> **TEXT EXTRACT**:
------

Winner of The Alice Munro Short Story Award, Sherry Isaac’s tales of life, love and forgiveness that transcend all things, including the grave, appear online and in print. Her first collection of shorts, Storyteller, debuts July 2011. For more information, or to order an autographed copy, click HERE.

>Interview + Giveaway with Author Sherry Isaac!

>

Sherry Isaac is an exquisitely talented author with a new release out! A beautiful book of short stories entitled STORYTELLER. This is Sherry’s second visit with me on One Word at a Time. Last week she spoke about Imagination. This week we’ll learn more about Sherry’s journey to publication and her views on writing.

For last weeks post: Click here.
For her Ruby Slippered Sisterhood post on writing short: Click here.

Remember to comment or post a question for Sherry to be entered to WIN:
 1 of 5 custom bookmarks pictured below.  (Internat.)
And a copy of STORYTELLER (US/Can)

I first met Sherry Isaac at Margie Lawson’s Immersion Master Class where 7 writers were corralled at Margie’s mountainside home in Colorado for a week of 10+ hour days of writing and critiquing and learning. It was an amazing experience and I recommend Margie’s classes to everyone! I hope to find an Immersion Master Class II to attend soon.

------

[Dataset excerpt]
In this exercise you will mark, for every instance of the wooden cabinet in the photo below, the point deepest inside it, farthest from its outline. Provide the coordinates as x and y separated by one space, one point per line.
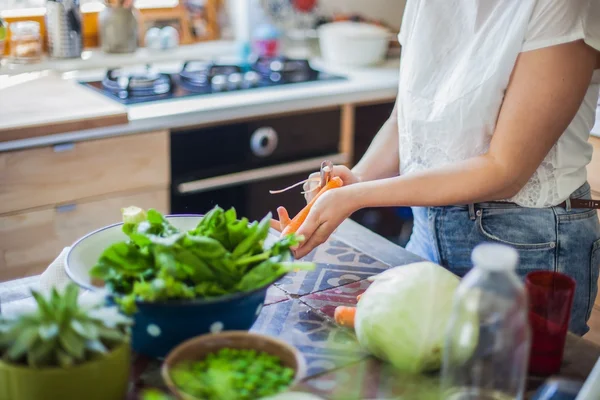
594 168
62 174
594 180
29 241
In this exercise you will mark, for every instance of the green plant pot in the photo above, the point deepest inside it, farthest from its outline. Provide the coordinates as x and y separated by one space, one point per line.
104 379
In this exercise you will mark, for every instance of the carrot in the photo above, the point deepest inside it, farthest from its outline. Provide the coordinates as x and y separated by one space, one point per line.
344 316
297 221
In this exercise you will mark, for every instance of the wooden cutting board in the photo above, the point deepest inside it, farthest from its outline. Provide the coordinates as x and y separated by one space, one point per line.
39 104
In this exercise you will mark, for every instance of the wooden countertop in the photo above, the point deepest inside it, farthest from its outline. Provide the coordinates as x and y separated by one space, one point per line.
39 104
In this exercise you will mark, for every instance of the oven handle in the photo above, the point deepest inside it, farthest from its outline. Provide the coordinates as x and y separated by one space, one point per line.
259 174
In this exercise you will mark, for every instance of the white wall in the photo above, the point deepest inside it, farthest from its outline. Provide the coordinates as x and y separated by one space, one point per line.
389 11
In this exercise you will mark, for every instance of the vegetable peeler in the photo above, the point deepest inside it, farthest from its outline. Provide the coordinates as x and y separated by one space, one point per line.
308 185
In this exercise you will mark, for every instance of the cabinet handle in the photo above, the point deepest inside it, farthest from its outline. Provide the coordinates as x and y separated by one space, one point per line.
63 147
65 208
259 174
263 142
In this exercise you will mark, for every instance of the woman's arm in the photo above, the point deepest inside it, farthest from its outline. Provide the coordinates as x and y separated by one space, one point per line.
382 158
545 92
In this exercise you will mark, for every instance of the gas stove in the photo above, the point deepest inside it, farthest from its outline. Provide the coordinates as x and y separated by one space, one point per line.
198 78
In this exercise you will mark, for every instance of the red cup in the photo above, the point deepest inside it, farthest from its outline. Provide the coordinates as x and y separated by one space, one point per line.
550 302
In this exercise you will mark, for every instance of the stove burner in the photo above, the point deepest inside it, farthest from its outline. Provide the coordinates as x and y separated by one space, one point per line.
137 84
200 74
284 70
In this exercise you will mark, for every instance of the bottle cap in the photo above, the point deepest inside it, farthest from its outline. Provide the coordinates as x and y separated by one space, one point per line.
495 257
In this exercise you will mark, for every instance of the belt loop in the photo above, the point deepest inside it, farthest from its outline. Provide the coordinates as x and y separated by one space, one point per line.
472 212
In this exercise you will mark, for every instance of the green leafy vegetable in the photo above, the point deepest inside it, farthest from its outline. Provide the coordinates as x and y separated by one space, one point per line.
221 255
233 374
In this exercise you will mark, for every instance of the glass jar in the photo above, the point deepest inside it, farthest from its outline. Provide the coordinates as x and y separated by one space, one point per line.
25 42
488 337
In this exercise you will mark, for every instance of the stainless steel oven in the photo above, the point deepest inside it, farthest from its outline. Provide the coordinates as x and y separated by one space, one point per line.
236 165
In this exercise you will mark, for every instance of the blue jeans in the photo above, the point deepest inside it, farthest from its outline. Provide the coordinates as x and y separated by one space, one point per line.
553 239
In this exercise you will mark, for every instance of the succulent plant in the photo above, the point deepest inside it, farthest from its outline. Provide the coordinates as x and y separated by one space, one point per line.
62 331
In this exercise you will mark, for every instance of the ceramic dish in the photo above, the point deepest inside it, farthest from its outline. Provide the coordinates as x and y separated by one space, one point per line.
198 348
159 327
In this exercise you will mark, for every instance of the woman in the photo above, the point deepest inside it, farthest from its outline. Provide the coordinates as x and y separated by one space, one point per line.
488 140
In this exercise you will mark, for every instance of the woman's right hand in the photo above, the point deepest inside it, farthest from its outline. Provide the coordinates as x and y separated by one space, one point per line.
347 176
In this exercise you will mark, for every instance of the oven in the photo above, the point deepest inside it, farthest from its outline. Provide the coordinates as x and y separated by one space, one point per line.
235 165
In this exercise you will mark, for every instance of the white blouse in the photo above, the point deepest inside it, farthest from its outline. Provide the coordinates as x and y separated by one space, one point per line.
457 58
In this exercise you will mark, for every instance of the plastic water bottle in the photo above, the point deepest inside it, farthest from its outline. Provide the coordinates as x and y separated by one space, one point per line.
488 339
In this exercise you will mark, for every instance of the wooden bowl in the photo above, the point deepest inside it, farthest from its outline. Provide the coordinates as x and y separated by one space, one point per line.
198 348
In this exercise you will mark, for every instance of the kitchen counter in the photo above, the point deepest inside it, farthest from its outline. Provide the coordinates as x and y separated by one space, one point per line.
299 309
361 86
42 104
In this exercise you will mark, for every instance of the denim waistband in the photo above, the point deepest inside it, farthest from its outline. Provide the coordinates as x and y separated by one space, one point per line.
582 192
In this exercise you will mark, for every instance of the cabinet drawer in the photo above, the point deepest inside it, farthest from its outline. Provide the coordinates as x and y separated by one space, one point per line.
596 196
31 240
594 167
66 173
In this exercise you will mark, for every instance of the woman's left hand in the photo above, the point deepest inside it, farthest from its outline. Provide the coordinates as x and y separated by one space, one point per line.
328 212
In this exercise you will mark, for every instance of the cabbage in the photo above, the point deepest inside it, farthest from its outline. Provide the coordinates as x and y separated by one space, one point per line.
403 315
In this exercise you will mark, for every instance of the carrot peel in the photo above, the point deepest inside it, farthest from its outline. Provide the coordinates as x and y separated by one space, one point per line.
299 219
344 316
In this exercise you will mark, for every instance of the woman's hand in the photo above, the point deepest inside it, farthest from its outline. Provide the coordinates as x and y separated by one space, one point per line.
328 212
347 176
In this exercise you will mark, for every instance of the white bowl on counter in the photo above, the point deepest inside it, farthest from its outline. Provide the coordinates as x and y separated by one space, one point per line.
353 44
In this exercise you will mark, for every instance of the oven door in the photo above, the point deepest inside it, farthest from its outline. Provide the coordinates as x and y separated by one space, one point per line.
248 191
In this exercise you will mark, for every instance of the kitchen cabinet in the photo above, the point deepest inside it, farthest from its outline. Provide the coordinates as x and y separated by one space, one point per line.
594 180
29 241
394 223
65 173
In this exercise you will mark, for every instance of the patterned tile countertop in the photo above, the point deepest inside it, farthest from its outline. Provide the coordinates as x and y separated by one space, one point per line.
299 309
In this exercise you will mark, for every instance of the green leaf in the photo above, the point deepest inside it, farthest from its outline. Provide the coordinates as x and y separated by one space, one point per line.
110 334
268 272
205 247
87 330
258 234
74 345
95 346
64 359
43 304
48 331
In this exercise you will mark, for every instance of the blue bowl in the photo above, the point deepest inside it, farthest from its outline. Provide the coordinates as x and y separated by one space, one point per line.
159 327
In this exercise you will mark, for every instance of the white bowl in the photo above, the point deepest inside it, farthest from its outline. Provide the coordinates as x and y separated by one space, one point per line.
84 254
353 44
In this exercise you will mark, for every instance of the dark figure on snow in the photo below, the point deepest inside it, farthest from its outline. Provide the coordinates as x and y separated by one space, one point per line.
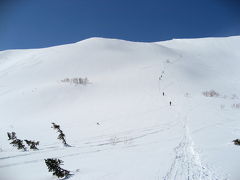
160 77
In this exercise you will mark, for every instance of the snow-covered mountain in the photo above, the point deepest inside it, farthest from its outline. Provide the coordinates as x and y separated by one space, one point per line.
120 125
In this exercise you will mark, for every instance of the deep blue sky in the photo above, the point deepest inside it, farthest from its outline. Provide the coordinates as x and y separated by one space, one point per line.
43 23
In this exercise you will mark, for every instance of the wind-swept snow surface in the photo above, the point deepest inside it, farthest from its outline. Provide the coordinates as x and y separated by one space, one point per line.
141 116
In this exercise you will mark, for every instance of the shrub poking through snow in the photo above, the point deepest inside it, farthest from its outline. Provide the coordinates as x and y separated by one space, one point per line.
210 93
11 136
54 166
76 81
61 135
236 106
16 142
32 144
236 142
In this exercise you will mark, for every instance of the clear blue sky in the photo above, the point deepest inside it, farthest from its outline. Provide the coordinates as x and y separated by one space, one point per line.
43 23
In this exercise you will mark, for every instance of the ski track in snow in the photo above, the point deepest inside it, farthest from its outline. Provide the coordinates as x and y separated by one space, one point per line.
187 164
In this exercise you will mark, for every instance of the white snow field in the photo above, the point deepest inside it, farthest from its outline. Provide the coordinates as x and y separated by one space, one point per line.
120 126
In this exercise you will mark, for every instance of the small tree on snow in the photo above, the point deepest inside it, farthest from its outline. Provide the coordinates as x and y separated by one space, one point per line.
15 141
11 136
54 166
32 144
61 135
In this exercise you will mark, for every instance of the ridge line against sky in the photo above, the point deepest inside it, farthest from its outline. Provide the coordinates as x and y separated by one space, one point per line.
36 24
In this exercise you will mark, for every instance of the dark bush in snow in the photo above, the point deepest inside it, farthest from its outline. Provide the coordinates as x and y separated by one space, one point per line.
32 144
236 142
15 141
61 135
54 166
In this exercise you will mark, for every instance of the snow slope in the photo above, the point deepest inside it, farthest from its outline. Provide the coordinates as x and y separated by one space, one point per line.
139 136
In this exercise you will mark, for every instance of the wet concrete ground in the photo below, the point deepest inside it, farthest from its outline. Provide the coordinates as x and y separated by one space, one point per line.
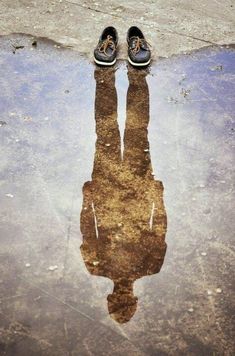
115 177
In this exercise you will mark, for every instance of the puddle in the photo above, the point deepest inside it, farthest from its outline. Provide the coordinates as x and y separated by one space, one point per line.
116 203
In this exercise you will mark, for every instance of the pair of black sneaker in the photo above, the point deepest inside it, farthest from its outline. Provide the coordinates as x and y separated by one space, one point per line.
105 53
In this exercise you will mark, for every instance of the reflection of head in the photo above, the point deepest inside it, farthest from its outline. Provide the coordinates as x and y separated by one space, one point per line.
122 303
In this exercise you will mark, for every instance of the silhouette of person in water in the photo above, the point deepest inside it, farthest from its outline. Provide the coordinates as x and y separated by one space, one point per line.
123 219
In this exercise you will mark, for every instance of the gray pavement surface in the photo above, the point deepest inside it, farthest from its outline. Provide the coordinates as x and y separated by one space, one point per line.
171 26
51 301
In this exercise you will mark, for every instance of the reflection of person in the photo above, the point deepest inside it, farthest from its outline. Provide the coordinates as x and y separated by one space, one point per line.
123 219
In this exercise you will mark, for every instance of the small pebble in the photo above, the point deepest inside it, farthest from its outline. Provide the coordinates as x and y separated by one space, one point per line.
52 268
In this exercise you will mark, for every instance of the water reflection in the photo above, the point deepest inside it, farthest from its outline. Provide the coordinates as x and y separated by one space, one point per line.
123 218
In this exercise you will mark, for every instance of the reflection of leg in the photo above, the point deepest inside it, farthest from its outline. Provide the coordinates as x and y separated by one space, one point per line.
108 148
136 145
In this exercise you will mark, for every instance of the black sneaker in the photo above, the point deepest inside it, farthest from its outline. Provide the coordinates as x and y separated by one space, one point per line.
105 53
139 53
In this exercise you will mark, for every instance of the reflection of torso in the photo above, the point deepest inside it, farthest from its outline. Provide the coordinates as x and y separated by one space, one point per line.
130 223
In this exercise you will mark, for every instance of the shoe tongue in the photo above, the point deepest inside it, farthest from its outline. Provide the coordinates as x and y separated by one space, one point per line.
133 41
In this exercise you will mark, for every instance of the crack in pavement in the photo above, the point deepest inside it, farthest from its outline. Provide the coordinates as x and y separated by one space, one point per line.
151 25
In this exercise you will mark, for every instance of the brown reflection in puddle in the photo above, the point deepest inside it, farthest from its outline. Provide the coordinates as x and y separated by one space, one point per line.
123 218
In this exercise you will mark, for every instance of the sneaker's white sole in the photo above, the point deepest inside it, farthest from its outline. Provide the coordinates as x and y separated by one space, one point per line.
139 64
105 63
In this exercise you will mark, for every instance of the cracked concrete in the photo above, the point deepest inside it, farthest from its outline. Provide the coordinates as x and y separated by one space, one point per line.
171 26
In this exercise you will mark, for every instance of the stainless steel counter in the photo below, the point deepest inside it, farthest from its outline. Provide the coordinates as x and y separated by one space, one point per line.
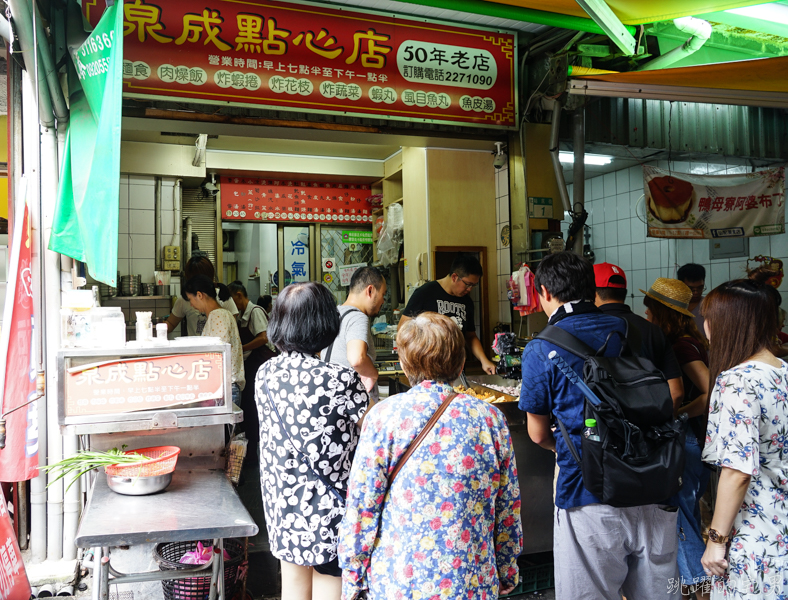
198 505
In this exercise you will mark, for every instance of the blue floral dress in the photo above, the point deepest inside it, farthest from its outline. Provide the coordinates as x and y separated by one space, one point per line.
449 527
748 431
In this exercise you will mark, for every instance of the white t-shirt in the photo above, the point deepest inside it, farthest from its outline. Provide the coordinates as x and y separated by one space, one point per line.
195 320
220 323
258 324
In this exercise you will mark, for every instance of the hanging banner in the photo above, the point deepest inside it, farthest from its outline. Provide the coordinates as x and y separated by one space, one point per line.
19 458
245 199
680 205
85 226
307 57
14 584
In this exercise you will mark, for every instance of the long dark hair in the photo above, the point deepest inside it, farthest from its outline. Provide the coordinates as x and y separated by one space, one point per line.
305 319
202 283
673 323
742 318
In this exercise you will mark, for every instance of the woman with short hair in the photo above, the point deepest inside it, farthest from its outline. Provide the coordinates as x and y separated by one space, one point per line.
447 525
308 411
200 293
667 306
195 320
747 437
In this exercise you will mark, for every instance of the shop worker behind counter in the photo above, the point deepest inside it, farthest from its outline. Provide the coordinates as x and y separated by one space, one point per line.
195 320
449 297
354 346
600 551
611 295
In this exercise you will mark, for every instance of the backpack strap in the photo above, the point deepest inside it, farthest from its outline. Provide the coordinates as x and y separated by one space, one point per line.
566 341
341 318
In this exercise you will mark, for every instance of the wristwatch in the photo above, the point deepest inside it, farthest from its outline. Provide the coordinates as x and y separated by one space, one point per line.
716 537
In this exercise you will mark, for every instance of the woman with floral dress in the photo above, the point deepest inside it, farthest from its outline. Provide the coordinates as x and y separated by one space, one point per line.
747 436
449 524
309 412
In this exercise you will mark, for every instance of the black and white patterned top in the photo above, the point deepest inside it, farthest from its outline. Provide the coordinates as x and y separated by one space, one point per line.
320 404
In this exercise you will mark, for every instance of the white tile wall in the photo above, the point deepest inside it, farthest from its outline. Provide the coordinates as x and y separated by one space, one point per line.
136 247
504 254
618 233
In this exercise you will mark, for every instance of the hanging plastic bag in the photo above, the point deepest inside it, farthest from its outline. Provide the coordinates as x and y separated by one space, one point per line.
390 238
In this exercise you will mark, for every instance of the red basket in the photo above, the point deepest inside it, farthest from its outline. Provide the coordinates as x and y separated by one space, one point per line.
163 462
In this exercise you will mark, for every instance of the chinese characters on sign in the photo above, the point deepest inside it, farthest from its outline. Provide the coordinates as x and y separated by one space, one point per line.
309 57
245 199
680 205
144 383
13 578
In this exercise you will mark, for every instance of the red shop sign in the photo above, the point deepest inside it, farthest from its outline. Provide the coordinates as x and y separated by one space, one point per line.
306 57
131 385
245 199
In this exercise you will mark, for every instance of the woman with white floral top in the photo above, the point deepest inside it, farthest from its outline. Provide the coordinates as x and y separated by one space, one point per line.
201 294
747 436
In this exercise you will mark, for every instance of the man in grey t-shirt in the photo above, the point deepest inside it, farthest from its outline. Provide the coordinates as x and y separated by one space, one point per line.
354 346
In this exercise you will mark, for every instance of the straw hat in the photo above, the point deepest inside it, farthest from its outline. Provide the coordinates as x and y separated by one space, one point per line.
672 293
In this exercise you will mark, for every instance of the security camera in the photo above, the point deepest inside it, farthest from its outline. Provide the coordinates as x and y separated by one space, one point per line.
501 158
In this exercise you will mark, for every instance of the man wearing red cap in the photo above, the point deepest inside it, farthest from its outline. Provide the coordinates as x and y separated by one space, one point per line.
645 339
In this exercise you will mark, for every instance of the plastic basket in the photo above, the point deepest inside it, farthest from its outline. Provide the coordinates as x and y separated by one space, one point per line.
163 461
197 588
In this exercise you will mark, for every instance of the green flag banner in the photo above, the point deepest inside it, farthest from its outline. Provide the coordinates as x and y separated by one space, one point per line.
86 217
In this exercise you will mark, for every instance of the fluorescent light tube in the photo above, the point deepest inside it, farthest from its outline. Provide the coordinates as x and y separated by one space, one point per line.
774 13
589 159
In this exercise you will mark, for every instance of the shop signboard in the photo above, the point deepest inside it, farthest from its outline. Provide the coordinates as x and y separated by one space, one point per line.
308 57
346 273
13 578
250 199
358 236
296 251
143 383
681 205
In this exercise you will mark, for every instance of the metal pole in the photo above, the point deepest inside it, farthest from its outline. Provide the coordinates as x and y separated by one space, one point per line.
30 131
579 170
558 169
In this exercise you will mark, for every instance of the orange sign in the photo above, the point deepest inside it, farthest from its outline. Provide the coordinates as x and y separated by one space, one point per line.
143 383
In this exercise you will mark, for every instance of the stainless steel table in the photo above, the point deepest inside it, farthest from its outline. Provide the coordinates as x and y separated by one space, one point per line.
197 505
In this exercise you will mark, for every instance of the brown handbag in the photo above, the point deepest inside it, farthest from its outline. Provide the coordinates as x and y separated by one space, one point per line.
420 438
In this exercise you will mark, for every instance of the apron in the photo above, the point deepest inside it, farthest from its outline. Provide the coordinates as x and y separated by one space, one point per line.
257 357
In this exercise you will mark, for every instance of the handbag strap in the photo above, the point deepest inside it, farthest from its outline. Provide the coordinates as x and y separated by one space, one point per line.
300 455
420 438
341 318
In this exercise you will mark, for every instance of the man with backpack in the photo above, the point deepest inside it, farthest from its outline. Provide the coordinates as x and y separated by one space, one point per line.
354 346
611 295
601 550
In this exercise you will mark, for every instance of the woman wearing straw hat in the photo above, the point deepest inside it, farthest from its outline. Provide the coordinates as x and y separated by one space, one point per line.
667 306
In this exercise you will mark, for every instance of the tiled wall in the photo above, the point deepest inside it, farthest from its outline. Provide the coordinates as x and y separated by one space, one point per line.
504 253
618 233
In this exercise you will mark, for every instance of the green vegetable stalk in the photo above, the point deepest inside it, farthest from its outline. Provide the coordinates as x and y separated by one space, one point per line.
87 460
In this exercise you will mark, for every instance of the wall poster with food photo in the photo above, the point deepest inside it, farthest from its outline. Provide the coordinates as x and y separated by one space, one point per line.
681 205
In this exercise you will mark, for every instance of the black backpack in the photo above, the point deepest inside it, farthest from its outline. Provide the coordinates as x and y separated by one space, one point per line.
635 454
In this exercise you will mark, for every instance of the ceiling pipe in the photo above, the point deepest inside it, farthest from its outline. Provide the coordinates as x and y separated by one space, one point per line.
23 23
5 31
517 13
50 70
700 31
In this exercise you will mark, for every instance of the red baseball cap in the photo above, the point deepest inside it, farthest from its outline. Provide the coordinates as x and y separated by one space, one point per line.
604 271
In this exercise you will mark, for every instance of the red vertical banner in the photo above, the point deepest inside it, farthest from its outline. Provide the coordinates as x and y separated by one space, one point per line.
13 578
19 458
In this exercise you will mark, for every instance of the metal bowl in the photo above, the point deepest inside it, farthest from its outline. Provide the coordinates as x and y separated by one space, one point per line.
138 486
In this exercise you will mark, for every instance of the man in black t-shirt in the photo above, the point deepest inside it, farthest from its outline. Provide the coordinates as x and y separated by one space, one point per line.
611 294
449 297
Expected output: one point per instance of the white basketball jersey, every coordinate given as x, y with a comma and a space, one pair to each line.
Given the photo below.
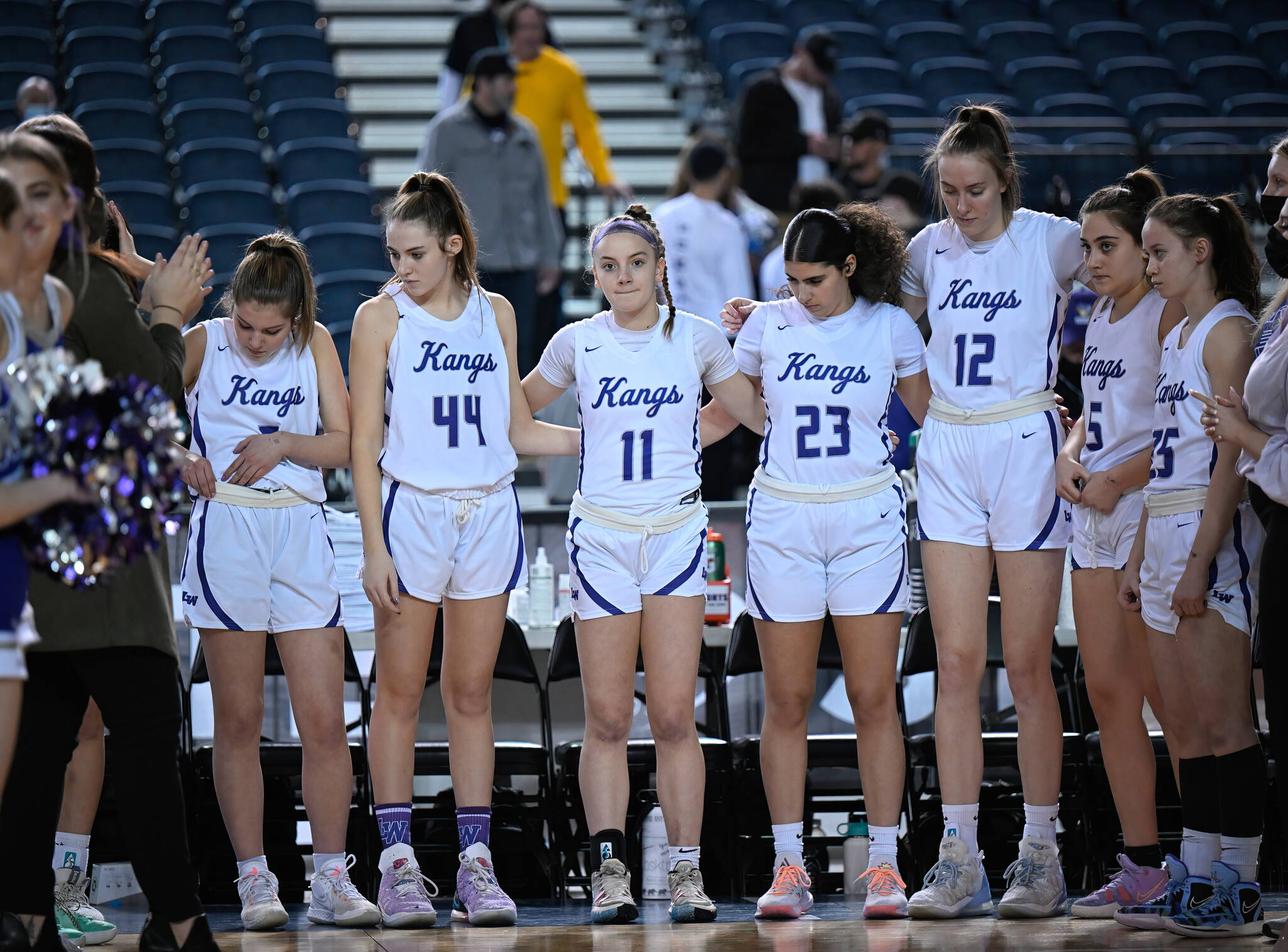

------

> **TASK SET**:
#1 According to the interview post, why should readers comment or post a question for Sherry?
#2 Can you rewrite the records with "photo" changed to "image", beginning at the line that has "man in black" and stopping after the final line of the records? Leave the pictures out.

> **SOLUTIONS BY TASK**:
#1 Commenting or posting a question enters readers to win. The prizes are one of five custom bookmarks (international) and a copy of STORYTELLER (US/Can).

#2
In this exercise you will mark, for every instance of the man in black t-shirt in the image above, the point deepest inside it, farthest from its outline. Provide the coordinates as x and y separated by one space, one point per line.
611 294
449 297
Expected output: one point per instance of the white basketball jersey, every coordinate given as x, y with a comma and a space, one pair to each line.
Given the image below.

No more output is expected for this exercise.